■ **THE TASK**:
For each line in the records that contains "TARGET", make a copy.

Point localization data
····················

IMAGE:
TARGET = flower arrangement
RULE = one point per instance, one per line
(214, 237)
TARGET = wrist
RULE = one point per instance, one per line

····················

■ **RESPONSE**:
TARGET = flower arrangement
TARGET = wrist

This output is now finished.